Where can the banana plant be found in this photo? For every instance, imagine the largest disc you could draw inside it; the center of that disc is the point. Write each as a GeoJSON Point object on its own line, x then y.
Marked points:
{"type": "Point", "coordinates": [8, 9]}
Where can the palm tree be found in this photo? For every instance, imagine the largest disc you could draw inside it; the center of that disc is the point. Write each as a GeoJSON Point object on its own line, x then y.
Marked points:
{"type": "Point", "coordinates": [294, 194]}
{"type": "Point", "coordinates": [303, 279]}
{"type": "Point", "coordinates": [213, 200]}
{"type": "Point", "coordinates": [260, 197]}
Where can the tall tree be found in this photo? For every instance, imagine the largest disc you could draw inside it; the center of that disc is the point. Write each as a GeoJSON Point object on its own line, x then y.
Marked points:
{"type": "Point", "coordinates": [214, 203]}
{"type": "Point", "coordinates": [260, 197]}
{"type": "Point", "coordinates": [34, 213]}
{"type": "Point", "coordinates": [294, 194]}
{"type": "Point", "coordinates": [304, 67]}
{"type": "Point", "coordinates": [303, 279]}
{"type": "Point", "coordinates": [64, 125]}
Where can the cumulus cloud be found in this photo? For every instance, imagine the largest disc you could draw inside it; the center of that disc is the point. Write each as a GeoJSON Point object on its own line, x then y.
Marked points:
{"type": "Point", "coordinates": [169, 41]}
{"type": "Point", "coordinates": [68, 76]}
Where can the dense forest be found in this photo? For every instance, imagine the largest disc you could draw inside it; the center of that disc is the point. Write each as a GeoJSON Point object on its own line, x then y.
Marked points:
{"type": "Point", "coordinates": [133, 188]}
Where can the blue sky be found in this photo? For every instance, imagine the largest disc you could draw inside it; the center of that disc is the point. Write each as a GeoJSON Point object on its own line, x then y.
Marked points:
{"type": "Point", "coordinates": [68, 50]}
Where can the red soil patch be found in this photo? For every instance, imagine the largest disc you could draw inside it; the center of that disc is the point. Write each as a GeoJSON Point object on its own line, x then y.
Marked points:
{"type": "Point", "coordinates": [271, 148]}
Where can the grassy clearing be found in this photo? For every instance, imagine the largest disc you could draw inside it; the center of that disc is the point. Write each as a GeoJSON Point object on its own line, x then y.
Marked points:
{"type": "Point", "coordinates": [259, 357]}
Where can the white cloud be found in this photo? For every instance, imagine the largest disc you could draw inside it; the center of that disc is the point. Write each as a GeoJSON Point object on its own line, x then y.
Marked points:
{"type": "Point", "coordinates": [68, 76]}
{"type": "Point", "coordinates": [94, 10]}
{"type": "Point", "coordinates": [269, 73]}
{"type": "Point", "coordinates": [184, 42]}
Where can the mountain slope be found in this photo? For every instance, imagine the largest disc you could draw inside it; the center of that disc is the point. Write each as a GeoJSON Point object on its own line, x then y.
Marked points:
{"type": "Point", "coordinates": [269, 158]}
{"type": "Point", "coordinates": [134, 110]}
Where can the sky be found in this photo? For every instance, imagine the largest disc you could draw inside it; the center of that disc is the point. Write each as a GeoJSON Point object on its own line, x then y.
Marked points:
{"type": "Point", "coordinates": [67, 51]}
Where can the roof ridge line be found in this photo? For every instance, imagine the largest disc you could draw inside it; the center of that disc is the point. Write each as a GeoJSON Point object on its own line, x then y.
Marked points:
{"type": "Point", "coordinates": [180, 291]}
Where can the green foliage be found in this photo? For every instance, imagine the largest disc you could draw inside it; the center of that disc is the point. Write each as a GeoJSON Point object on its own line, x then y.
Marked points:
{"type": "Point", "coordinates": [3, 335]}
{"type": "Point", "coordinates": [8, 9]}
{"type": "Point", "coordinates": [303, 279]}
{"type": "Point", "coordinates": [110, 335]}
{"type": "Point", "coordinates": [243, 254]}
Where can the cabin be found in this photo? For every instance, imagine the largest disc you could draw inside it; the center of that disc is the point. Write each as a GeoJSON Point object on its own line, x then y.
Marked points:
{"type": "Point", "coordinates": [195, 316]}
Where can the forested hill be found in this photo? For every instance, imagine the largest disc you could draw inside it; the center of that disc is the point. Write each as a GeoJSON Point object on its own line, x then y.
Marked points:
* * * * * * * * *
* _PROBLEM_
Working from the material above, state how many lines contain "tree"; give only the number.

* _ANSWER TO THE PROBLEM_
2